- **PASSAGE SHOWN**

[Start of Attachment]

Movie Review N01

Movie Review

Normal

by Doug Hodgkinson

Directed by Jane Anderson, based on the play "Looking For Normal" starring Tom Wilkinson (Roy), and Jessica Lange (Irma), 108 minutes, 2007.

Roy and Irma live in a small farming town in the Midwest, U.S.A. He works in a farm implement factory and she is at home. Their son Wayne has left home to play in a rock band and their daughter Patty-Anne is at home and at the edge of adolescence. Roy's parents live on a farm close by and there is an extensive extended family. They're very active in their local church ( First Lutheran), devoted to each other and pillars of the community. What could shake this?

At their 25th wedding anniversary party in the parish hall Roy suddenly collapses and is whisked off to the hospital. Sometime afterwards they are in their Pastor Dale's study. Roy has been under some stress at work but not enough to account for the collapse. After much humming and hawing Roy "confesses" that for a long time he has been a woman trapped in a man's body. He wants to have The Operation. Irma is shocked, storms out and that evening demands that Roy leave the house. The pastor is at a loss but gamely and earnestly promises to research the question and find out more.

Roy moves out and sets about slowly to make the year long transition to womanhood. He begins by shaving his armpits, wearing a little perfume to the factory, growing out his hair, shopping for dresses at the thrift shop and wearing ear rings with his plaid shirt and jeans. He cuts a ridiculous figure and I squirmed in embarrassment for him.

In the bemused irony with which God must often view Creation Patty-Anne does not want to wear dresses and a bra at exactly the same time that her father does! At one point she triumphantly announces to her mother "Did you know that Dad's and my breasts are the same size?!"

In a meeting with Irma, Pastor Dale is pleased to report that he has found some help on The Web though the closest parallel he can find is a Baptist site that talks about homosexuality. He cites Ephesians 5:28 "… no man yet ever hated his own flesh". He interprets this to mean that men need women for completion, they 'couple' with women to bring out their own female side and it is just egotistical for Roy to believe that he can do it all himself. It's a game try but it doesn't help.

[End of Attachment]

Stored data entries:
[Start of Attachment]

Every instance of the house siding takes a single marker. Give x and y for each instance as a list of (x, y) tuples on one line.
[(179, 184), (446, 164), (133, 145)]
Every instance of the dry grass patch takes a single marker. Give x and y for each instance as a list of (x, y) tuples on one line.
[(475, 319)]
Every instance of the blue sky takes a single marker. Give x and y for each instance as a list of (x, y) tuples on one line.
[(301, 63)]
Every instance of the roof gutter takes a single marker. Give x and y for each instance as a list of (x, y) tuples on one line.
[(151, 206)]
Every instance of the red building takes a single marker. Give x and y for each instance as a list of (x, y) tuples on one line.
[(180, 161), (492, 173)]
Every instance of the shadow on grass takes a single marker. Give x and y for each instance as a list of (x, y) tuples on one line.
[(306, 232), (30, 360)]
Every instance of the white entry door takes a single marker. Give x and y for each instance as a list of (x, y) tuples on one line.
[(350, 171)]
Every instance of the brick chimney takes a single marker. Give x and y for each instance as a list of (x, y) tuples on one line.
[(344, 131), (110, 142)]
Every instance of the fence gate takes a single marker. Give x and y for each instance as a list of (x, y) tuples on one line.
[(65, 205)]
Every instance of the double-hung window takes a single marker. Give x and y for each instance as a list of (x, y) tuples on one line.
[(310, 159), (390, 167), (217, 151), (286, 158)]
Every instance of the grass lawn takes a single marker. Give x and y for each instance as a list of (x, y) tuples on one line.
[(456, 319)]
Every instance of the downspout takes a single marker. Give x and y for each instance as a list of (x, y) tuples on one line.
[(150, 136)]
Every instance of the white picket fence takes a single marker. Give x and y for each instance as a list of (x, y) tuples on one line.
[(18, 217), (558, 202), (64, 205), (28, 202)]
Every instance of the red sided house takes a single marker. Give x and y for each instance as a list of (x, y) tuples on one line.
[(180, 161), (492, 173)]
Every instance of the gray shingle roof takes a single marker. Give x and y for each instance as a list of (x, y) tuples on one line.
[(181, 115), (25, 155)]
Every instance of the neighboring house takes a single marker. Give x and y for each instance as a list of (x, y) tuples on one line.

[End of Attachment]

- **WORK TASK 1**
According to the movie review, where does Roy work?
- **WORK TASK 2**
Do the following statements agree with the movie review? Answer yes or no for each and quote the words of the review that decide it. (a) Roy collapses at the 25th wedding anniversary party. (b) Roy and Irma are active members of a Baptist church. (c) Pastor Dale cites Ephesians 5:28.
- **WORK TASK 3**
Extend the movie review from its last sentence, keeping its tone.

- **EXERCISE OUTPUT 1**
He works in a farm implement factory.

- **EXERCISE OUTPUT 2**
(a) Yes: "At their 25th wedding anniversary party in the parish hall Roy suddenly collapses"
(b) No: "They're very active in their local church ( First Lutheran)"
(c) Yes: "He cites Ephesians 5:28"

- **EXERCISE OUTPUT 3**
Roy gets kicked out of the choir because he tries to sing high and can't. He dresses in a dress and sits in the back row with Patty-Anne but an usher asks him to leave. Irma sees this from the choir and also leaves. Neither the congregation nor the pastor is portrayed in stark caricature as hateful and prejudiced. They're puzzled, baffled, at a loss to find anything in their experience that would help them cope. Roy himself is clumsy and unsure. Who wouldn't be? The wisest person in the story is Patty-Anne who copes with her own gender identity issues and recognizes in her father a fellow traveler. She thinks it's cool. In biblical stories of transition and transformation we often are not told how the story continues. Were people in general composed and clear about their new roles when Zaccheus came down from the tree, when Lazarus came out of the grave, when the Gadarene shook off his demons, when Jesus made breakfast and when The Prodigal showed up at the party? These are largely unfinished stories into which we are invited to project ourselves. One of the early church fathers, Irenaeus had a phrase; "The glory of God is a person, fully alive". Are we most fully alive when we are most ourselves? Is that what 'normal' is? Who decides?

Normal is a very poignant story with a sound track that will make you smile and maybe sniffle at the paradox and pathos found in certain popular love songs. In parish life we see people faithfully and even ridiculously love one another through dementia, abandonment, infidelity, cross dressing and 'switch hitting'. In the final scene, the night before Roy is to have The Operation, he and Irma are in bed together. She lifts the covers and asks "to see him one last time". He says "Irma, Thank you." She replies "Sweet Roy, sweet, sweet Roy. What we do for love…." The fade out is with the song "I'll be lovin' you, always". Indeed!